__REQUIRED ACTION__. Output all of the entries below precisely as written.

═══ TASK MATERIAL

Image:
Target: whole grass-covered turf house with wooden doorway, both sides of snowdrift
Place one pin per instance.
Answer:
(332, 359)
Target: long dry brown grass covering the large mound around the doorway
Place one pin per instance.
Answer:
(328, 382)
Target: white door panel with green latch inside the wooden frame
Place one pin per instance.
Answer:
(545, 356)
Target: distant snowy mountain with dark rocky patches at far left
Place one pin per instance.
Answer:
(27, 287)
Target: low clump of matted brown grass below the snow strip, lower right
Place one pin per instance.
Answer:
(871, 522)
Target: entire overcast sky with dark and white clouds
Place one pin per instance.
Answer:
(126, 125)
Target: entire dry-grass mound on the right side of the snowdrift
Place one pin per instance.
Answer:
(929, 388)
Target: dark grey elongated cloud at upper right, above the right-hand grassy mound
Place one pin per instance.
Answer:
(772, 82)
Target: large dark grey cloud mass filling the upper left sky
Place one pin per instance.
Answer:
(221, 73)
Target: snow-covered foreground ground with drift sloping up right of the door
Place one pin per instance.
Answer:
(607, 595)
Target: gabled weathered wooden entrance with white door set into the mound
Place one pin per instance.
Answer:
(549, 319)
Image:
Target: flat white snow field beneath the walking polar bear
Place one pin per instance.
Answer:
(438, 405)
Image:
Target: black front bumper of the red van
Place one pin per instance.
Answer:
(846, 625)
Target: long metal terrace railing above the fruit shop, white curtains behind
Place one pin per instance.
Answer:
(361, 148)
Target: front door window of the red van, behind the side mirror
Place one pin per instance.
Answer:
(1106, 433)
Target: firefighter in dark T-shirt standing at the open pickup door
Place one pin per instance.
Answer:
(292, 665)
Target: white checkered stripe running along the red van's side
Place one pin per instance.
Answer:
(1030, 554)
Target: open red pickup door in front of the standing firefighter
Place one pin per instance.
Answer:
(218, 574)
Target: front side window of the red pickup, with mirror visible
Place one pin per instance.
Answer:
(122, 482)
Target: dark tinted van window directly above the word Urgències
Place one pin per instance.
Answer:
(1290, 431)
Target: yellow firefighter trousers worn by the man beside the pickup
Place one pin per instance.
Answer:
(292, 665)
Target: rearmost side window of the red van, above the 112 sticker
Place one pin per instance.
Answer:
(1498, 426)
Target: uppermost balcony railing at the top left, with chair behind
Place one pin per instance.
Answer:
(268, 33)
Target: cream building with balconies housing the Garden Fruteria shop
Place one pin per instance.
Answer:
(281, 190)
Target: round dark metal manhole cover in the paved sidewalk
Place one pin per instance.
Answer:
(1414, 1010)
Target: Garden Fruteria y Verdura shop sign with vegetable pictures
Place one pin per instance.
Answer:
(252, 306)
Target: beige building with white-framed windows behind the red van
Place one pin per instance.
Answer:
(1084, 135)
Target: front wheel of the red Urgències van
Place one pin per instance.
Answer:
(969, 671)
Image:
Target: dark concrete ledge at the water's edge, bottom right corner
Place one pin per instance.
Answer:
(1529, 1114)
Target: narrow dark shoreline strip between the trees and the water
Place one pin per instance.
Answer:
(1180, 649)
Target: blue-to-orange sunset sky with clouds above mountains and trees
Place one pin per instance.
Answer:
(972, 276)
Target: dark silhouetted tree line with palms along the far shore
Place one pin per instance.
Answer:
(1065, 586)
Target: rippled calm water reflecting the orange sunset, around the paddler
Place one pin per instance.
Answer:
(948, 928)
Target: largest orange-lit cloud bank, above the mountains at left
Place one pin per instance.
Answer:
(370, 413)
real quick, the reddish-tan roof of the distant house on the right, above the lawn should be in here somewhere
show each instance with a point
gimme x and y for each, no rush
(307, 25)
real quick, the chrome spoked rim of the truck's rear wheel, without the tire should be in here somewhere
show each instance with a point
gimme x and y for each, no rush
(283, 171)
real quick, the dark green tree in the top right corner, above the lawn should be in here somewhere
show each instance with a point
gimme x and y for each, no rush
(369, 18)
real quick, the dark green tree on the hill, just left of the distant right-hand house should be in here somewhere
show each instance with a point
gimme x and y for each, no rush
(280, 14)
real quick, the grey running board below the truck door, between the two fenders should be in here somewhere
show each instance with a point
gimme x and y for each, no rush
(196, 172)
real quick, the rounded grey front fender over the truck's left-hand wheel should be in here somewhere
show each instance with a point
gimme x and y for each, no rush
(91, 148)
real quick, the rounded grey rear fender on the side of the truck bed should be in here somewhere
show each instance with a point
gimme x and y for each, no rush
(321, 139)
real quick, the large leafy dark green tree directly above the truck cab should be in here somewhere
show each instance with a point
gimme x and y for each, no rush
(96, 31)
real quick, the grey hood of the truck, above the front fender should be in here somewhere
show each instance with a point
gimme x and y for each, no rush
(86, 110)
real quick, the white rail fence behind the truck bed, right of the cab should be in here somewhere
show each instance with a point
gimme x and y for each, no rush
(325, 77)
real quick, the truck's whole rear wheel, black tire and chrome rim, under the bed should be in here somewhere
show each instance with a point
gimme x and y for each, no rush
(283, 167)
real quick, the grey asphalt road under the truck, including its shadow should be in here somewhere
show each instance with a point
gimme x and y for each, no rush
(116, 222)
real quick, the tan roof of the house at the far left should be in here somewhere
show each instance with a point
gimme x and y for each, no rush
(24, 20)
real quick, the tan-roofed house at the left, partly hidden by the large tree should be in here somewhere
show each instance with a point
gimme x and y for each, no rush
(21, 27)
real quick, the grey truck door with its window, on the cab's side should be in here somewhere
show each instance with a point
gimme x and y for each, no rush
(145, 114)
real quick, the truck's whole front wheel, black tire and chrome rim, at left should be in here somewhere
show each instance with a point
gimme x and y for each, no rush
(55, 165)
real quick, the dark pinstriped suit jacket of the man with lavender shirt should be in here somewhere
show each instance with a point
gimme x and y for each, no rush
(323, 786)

══════

__OUTPUT FOR THIS EXERCISE__.
Image:
Target: whole grass-covered turf house with wooden doorway, both sides of snowdrift
Place one pin per instance.
Answer:
(332, 359)
Target: long dry brown grass covering the large mound around the doorway
Place one pin per instance.
Answer:
(328, 382)
Target: white door panel with green latch inside the wooden frame
Place one pin per instance.
Answer:
(545, 356)
Target: distant snowy mountain with dark rocky patches at far left
Place one pin per instance.
Answer:
(27, 287)
Target: low clump of matted brown grass below the snow strip, lower right
Place one pin per instance.
Answer:
(871, 522)
Target: entire overcast sky with dark and white clouds
Place one pin per instance.
Answer:
(126, 125)
Target: entire dry-grass mound on the right side of the snowdrift
Place one pin per instance.
Answer:
(929, 388)
Target: dark grey elongated cloud at upper right, above the right-hand grassy mound
Place one pin per instance.
Answer:
(772, 82)
Target: large dark grey cloud mass filling the upper left sky
Place one pin per instance.
Answer:
(221, 73)
Target: snow-covered foreground ground with drift sloping up right of the door
Place one pin per instance.
Answer:
(607, 595)
Target: gabled weathered wooden entrance with white door set into the mound
Place one pin per instance.
Answer:
(549, 319)
Image:
Target: flat white snow field beneath the walking polar bear
Place one pin per instance.
Answer:
(438, 405)
Image:
Target: black front bumper of the red van
Place one pin per instance.
Answer:
(846, 625)
Target: long metal terrace railing above the fruit shop, white curtains behind
Place one pin per instance.
Answer:
(361, 148)
Target: front door window of the red van, behind the side mirror
Place one pin per instance.
Answer:
(1106, 433)
Target: firefighter in dark T-shirt standing at the open pickup door
Place one pin per instance.
Answer:
(292, 665)
Target: white checkered stripe running along the red van's side
Place one pin per instance.
Answer:
(1030, 554)
Target: open red pickup door in front of the standing firefighter
Place one pin per instance.
Answer:
(218, 574)
Target: front side window of the red pickup, with mirror visible
Place one pin per instance.
Answer:
(122, 482)
Target: dark tinted van window directly above the word Urgències
Place one pin per instance.
Answer:
(1290, 431)
Target: yellow firefighter trousers worn by the man beside the pickup
Place one pin per instance.
Answer:
(292, 665)
Target: rearmost side window of the red van, above the 112 sticker
Place one pin per instance.
Answer:
(1498, 426)
Target: uppermost balcony railing at the top left, with chair behind
Place one pin per instance.
Answer:
(268, 33)
Target: cream building with balconies housing the Garden Fruteria shop
Place one pin per instance.
Answer:
(281, 190)
Target: round dark metal manhole cover in the paved sidewalk
Place one pin per instance.
Answer:
(1414, 1010)
Target: Garden Fruteria y Verdura shop sign with vegetable pictures
Place one pin per instance.
Answer:
(252, 306)
Target: beige building with white-framed windows behind the red van
Place one pin per instance.
Answer:
(1084, 135)
Target: front wheel of the red Urgències van
Place one pin per instance.
Answer:
(969, 671)
Image:
Target: dark concrete ledge at the water's edge, bottom right corner
Place one pin per instance.
Answer:
(1529, 1114)
Target: narrow dark shoreline strip between the trees and the water
Place one pin per instance.
Answer:
(1180, 649)
Target: blue-to-orange sunset sky with clouds above mountains and trees
Place one pin per instance.
Answer:
(972, 276)
Target: dark silhouetted tree line with palms along the far shore
Place one pin per instance.
Answer:
(1065, 586)
Target: rippled calm water reflecting the orange sunset, around the paddler
Place one pin per instance.
Answer:
(948, 928)
Target: largest orange-lit cloud bank, above the mountains at left
Place one pin per instance.
Answer:
(370, 413)
real quick, the reddish-tan roof of the distant house on the right, above the lawn should be in here somewhere
show each instance with a point
gimme x and y for each, no rush
(307, 25)
real quick, the chrome spoked rim of the truck's rear wheel, without the tire should be in here somewhere
show each instance with a point
gimme x and y for each, no rush
(283, 171)
real quick, the dark green tree in the top right corner, above the lawn should be in here somewhere
show each instance with a point
gimme x and y for each, no rush
(369, 18)
real quick, the dark green tree on the hill, just left of the distant right-hand house should be in here somewhere
show each instance with a point
gimme x and y for each, no rush
(280, 14)
real quick, the grey running board below the truck door, between the two fenders should be in here somewhere
show each instance with a point
gimme x and y for each, no rush
(196, 172)
real quick, the rounded grey front fender over the truck's left-hand wheel should be in here somewhere
show each instance with a point
gimme x and y for each, no rush
(91, 148)
real quick, the rounded grey rear fender on the side of the truck bed should be in here somewhere
show each instance with a point
gimme x and y for each, no rush
(321, 139)
real quick, the large leafy dark green tree directly above the truck cab should be in here somewhere
show each instance with a point
gimme x and y for each, no rush
(96, 31)
real quick, the grey hood of the truck, above the front fender should be in here somewhere
show each instance with a point
gimme x and y for each, no rush
(86, 110)
real quick, the white rail fence behind the truck bed, right of the cab should be in here somewhere
show each instance with a point
gimme x and y for each, no rush
(325, 77)
real quick, the truck's whole rear wheel, black tire and chrome rim, under the bed should be in here somewhere
show each instance with a point
gimme x and y for each, no rush
(283, 167)
real quick, the grey asphalt road under the truck, including its shadow should be in here somewhere
show each instance with a point
gimme x and y for each, no rush
(116, 222)
real quick, the tan roof of the house at the far left should be in here somewhere
show each instance with a point
gimme x and y for each, no rush
(24, 20)
real quick, the tan-roofed house at the left, partly hidden by the large tree should be in here somewhere
show each instance with a point
gimme x and y for each, no rush
(21, 27)
real quick, the grey truck door with its window, on the cab's side should be in here somewhere
show each instance with a point
gimme x and y for each, no rush
(145, 114)
real quick, the truck's whole front wheel, black tire and chrome rim, at left should be in here somewhere
show each instance with a point
gimme x and y for each, no rush
(55, 165)
real quick, the dark pinstriped suit jacket of the man with lavender shirt should be in here somewhere
show each instance with a point
gimme x and y for each, no rush
(323, 786)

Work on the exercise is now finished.